The task:
Return all the data below as it stands, minus the pictures.

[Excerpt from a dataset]

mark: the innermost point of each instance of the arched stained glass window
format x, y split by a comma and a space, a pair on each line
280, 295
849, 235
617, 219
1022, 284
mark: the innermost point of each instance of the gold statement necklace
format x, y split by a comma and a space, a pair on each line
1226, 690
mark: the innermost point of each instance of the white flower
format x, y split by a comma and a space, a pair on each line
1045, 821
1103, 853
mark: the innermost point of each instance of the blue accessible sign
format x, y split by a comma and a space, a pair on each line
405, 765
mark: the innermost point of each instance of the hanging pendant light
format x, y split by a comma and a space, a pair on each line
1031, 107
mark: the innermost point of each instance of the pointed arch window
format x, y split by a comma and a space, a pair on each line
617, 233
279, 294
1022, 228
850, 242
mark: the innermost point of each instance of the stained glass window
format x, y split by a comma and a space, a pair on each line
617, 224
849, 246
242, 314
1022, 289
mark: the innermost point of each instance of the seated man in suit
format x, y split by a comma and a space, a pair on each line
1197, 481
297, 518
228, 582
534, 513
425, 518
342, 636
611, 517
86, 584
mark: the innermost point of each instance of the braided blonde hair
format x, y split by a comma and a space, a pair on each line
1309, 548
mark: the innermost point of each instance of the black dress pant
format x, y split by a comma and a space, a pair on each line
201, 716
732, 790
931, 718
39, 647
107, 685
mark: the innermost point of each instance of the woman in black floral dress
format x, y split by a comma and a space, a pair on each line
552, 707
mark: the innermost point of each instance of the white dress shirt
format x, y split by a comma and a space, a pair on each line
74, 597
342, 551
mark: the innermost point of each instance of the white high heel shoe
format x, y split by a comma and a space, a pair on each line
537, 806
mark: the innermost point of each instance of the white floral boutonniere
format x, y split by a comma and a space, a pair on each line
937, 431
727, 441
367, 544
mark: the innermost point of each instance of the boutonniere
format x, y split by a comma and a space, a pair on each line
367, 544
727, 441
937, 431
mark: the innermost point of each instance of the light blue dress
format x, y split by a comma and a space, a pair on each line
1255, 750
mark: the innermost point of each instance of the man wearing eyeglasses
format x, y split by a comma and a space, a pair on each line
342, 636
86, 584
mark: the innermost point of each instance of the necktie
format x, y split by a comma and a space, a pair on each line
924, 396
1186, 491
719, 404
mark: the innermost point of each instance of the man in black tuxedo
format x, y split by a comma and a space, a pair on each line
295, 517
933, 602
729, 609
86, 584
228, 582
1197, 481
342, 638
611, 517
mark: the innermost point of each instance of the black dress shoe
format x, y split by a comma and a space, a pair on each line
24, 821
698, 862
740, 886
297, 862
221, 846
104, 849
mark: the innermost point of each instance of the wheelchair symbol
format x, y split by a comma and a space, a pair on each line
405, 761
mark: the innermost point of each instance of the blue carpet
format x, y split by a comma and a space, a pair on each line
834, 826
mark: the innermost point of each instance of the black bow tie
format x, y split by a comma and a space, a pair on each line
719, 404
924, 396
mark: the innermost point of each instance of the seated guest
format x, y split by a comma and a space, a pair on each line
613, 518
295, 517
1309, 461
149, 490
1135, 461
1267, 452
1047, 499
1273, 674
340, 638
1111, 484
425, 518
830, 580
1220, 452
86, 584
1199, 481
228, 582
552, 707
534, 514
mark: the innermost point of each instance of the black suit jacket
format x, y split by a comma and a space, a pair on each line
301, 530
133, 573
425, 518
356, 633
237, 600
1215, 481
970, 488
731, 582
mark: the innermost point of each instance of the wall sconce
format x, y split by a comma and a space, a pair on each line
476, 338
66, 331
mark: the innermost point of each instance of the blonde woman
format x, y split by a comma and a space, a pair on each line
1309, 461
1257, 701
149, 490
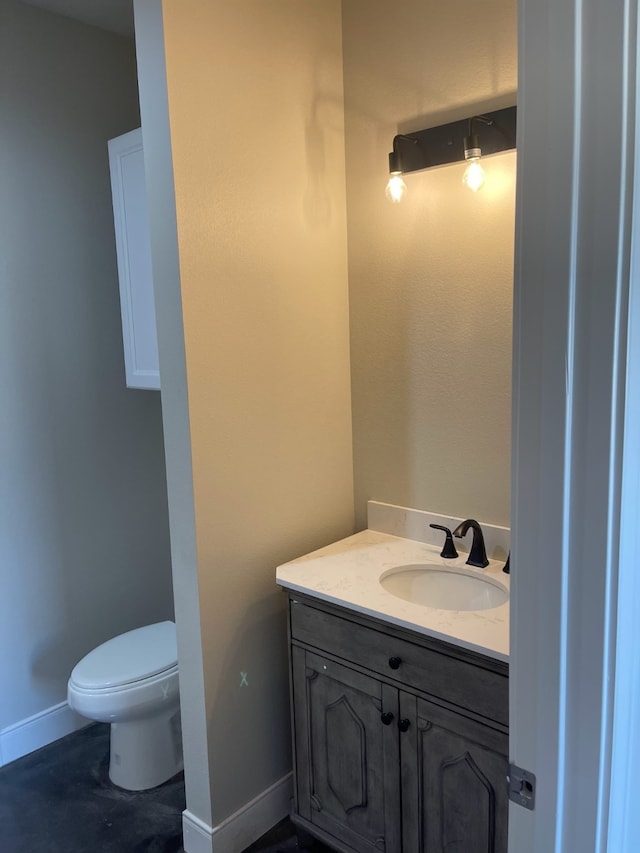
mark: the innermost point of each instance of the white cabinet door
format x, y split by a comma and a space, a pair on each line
126, 161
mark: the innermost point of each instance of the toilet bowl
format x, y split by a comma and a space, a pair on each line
131, 682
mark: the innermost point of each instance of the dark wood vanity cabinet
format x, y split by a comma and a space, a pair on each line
400, 741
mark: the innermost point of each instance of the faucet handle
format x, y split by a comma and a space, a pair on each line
449, 549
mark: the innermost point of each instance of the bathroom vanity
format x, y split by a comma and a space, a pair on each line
400, 727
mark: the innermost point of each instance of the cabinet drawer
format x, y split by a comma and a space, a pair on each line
468, 685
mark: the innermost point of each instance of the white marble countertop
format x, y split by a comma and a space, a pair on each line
347, 573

The result:
mark: the innermost point of each instance of the arched stained glass window
format x, y split by a comma and a space, a pair on each line
280, 295
849, 235
617, 219
1022, 284
mark: the innermost point of each instance of the gold statement necklace
format x, y split by a comma and a space, a pair on each line
1226, 690
mark: the innermost point of each instance of the white flower
format x, y split by a comma and a space, a pair on each line
1045, 821
1103, 853
mark: the innermost point of each instance of the blue accessible sign
format x, y split by a comma and a space, a pair on each line
405, 765
mark: the innermost point of each instance of the hanging pendant light
format x, y split by a comma and a space, a pair on each line
1031, 107
mark: the innermost point of each instance of the pointed arch window
format x, y split by a comma and a space, a pair on each line
617, 233
279, 294
1022, 228
850, 242
mark: the innermost point of each instance of the stained glass window
format x, y split by a comma and a space, a pair on each line
617, 224
849, 246
242, 314
1022, 289
mark: the innermost point of each instance of the seated man in suit
format x, y split by a comma and a space, a pair on each line
1197, 481
297, 518
228, 582
534, 513
425, 518
342, 636
611, 517
86, 584
mark: the innermost point of each instance of the braided blonde hair
format x, y split by a comma and a space, a pair on each line
1309, 548
mark: the innermost point of each instance of the black dress pant
format x, y split by a comma and a space, a pair on each line
201, 716
732, 790
931, 718
39, 647
107, 685
mark: the innermost point of each instance of the woman in black floral dress
format x, y split by a comma and a space, a pair on each line
552, 707
mark: the innermost point of each instance of the white dress shirt
format x, y split by a comma and a space, a pair on each line
74, 597
342, 551
mark: the innermost point of each instance of the white high heel shoe
format x, y split by a comma and a space, a pair on each line
537, 806
mark: the innermost point of each instance of the white floral boutonniere
format x, y split by a comma and a space, a pair on each line
937, 431
727, 441
367, 544
mark: the innermost point of each instance of the boutonniere
format x, y split by a comma and a space, a pair on each line
367, 544
727, 441
937, 431
mark: the innermost point of each instance of the light blue dress
format x, y split by a comma and a space, a pair on each line
1255, 750
mark: the innermost point of each instance of the man wearing eyeglasses
format x, y split by a comma and a space, a pair on each line
342, 636
86, 584
mark: the innermost point of each instance of the necktie
format x, y split by a comma and a space, a pair on each line
924, 396
1186, 491
719, 404
mark: the innermost point of each instance of the man in black tuxedo
format x, y split by a comma and a space, a pair on each line
295, 517
933, 602
729, 609
86, 584
228, 582
1197, 481
342, 638
611, 517
mark: the innermost point of each instance of the black dress shoe
format x, y split by a comma and a space, a pair on each line
24, 821
698, 862
740, 886
297, 862
221, 846
104, 849
mark: the innermost point of each instance of the wheelchair symbol
format x, y split by a comma and a space, a pair on each line
405, 761
mark: the innermost point of each instance of the blue carpet
format x, y split by a comma and a space, a pair on each line
834, 826
mark: the innermost point of each instance of the black bow tie
format x, y split by a comma and a space, a pair on each line
719, 404
924, 396
mark: the innermost point of each instance of the seated guest
format x, y split by a comma and a space, a pair on each line
613, 518
295, 517
1309, 461
149, 490
1135, 461
1267, 452
1047, 499
1273, 674
340, 638
1111, 484
425, 518
830, 580
1220, 452
86, 584
1199, 481
228, 582
552, 707
534, 514
mark: the innermost point of each instance of the black suit jacket
format x, y split by a comma and a space, a pair on each line
301, 530
133, 573
425, 518
356, 633
237, 600
1215, 481
970, 488
731, 582
mark: the innermost point of each instance of the wall sconce
format x, y split by a comma and a space, a pair on each line
476, 338
66, 331
mark: the innermost point of each instance of the blonde woman
format x, y split by a comma and a space, a pair on each line
1309, 461
1257, 701
149, 490
mark: the innermost point of each instance of the white cabinet door
format x, y split by a comma and a space, a pair on each line
126, 161
mark: the innermost point of each instance of the toilet bowl
format x, y split by a comma and a space, a pair on each line
131, 682
mark: the innermost point of each instance of the dark wood vanity cabinet
format x, y split by a comma and a space, a pair on each line
400, 741
mark: the innermost point of each instance of the faucet handle
format x, y split by a comma and a space, a pair on each line
449, 549
mark: the innermost point of each instance of the bathroom vanity
format x, y split by a comma and a space, a pair on each line
400, 727
mark: the innermost point of each instance of the cabinet drawer
format x, y split by a comma and a space, a pair on each line
468, 685
mark: the innermost point of each instance of the white marble countertop
format x, y split by a comma and a space, a pair on each line
347, 573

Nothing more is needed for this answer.